Set task = Count the lines in the rows below that contain the word "wheel", and give only that number.

Records for processing =
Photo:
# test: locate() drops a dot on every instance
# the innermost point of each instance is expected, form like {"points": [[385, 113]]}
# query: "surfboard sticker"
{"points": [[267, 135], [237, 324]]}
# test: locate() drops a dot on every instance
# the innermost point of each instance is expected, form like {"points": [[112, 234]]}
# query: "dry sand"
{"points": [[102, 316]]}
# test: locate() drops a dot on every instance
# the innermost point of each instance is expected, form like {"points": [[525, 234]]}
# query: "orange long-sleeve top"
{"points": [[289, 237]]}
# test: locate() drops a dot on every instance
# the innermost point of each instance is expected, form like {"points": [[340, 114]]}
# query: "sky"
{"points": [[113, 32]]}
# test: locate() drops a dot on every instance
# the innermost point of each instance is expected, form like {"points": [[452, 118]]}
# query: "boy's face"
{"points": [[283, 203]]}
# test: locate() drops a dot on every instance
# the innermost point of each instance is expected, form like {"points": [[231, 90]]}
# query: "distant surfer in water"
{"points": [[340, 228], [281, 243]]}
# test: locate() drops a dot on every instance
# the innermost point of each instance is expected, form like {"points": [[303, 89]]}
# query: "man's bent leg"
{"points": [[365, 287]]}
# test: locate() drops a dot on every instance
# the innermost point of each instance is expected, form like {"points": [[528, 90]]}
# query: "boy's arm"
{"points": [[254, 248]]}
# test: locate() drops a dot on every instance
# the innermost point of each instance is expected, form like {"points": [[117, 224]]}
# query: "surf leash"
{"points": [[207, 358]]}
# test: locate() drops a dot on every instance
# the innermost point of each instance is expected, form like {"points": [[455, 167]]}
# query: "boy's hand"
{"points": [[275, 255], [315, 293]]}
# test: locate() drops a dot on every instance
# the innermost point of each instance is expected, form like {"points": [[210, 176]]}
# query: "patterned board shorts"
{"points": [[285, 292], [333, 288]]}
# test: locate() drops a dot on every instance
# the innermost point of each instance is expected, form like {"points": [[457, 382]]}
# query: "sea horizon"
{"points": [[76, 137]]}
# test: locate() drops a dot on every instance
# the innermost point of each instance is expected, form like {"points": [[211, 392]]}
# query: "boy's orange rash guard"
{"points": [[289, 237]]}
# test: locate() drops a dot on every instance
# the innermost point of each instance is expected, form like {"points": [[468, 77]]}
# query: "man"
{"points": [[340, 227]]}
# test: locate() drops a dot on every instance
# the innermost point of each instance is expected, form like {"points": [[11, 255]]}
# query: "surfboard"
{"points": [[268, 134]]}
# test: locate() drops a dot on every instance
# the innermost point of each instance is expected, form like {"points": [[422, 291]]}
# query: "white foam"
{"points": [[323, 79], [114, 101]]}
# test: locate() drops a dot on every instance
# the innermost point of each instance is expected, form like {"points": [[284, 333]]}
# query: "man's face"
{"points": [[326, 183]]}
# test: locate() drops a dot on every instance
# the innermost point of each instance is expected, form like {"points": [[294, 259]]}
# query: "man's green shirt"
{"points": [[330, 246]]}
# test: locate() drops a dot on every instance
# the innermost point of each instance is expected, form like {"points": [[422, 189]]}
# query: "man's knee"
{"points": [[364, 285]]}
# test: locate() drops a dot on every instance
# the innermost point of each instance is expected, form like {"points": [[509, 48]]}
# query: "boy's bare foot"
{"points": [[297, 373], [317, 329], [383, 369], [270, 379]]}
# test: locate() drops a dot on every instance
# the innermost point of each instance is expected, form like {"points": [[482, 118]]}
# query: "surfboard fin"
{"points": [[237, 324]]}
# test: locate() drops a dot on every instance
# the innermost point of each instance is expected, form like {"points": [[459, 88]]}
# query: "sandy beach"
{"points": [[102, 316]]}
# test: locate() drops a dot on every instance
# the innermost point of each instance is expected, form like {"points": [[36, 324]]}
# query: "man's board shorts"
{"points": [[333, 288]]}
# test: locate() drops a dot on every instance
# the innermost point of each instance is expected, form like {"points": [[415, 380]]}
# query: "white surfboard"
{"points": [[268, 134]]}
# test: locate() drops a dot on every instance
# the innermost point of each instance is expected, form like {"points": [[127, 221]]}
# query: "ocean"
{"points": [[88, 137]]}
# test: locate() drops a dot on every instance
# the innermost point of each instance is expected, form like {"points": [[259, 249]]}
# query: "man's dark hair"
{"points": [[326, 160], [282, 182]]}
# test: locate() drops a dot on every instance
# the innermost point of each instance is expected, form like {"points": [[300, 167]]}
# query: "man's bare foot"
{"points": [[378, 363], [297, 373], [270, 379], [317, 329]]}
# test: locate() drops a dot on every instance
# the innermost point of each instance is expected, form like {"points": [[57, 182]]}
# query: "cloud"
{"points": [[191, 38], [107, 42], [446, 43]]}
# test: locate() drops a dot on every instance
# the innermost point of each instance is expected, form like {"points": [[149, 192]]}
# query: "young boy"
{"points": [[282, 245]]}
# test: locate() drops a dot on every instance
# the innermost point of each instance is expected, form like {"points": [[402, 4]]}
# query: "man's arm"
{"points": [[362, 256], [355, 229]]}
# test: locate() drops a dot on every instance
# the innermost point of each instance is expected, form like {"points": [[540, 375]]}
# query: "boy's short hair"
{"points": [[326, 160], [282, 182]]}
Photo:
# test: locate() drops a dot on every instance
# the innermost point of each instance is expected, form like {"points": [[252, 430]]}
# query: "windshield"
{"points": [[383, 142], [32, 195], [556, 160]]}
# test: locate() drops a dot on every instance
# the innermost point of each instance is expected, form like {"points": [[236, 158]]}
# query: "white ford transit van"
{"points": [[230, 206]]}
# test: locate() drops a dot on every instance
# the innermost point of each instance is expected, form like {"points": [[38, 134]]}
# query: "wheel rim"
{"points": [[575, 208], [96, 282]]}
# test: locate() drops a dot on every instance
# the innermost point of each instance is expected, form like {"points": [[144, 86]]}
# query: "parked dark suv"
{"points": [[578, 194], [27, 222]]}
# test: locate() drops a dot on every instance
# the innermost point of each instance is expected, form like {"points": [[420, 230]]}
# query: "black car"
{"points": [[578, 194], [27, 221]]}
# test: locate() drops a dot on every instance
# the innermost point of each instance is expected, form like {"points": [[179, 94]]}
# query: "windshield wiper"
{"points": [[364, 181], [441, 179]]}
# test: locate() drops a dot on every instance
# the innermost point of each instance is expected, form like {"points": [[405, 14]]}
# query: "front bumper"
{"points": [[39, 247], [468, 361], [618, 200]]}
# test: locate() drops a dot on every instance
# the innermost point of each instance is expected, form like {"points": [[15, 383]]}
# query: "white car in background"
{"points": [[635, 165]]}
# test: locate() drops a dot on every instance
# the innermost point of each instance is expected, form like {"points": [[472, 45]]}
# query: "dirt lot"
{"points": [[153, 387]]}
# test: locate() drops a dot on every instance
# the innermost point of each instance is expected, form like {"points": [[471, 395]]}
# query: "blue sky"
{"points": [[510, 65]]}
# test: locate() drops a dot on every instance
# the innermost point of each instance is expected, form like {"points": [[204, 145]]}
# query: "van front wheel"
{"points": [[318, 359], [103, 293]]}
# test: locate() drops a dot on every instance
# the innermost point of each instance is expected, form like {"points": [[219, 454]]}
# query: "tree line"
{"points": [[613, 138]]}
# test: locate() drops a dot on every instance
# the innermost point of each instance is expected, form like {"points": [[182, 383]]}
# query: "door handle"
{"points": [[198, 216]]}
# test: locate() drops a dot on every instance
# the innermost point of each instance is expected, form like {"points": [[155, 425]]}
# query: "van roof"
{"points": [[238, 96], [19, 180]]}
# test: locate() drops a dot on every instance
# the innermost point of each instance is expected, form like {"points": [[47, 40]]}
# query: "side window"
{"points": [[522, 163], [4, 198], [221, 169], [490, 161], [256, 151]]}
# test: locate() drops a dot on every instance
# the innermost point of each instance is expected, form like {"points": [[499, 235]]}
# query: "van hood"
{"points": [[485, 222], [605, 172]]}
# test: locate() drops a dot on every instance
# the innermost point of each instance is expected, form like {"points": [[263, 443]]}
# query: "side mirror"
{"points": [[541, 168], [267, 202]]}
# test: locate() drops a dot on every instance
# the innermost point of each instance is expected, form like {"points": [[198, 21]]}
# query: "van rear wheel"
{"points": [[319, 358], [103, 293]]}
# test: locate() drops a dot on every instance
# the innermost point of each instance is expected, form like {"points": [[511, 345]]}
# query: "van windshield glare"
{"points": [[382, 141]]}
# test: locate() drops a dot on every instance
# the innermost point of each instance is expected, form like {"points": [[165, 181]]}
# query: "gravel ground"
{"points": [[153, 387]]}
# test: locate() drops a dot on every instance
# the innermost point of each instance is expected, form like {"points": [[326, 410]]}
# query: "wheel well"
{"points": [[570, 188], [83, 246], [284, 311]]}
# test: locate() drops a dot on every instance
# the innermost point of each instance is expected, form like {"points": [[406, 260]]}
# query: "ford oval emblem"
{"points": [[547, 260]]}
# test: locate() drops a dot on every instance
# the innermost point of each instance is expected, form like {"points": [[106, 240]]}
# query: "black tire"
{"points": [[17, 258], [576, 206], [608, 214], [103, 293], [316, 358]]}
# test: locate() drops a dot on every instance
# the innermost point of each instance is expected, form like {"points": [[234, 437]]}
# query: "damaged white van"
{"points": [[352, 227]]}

Final answer = 4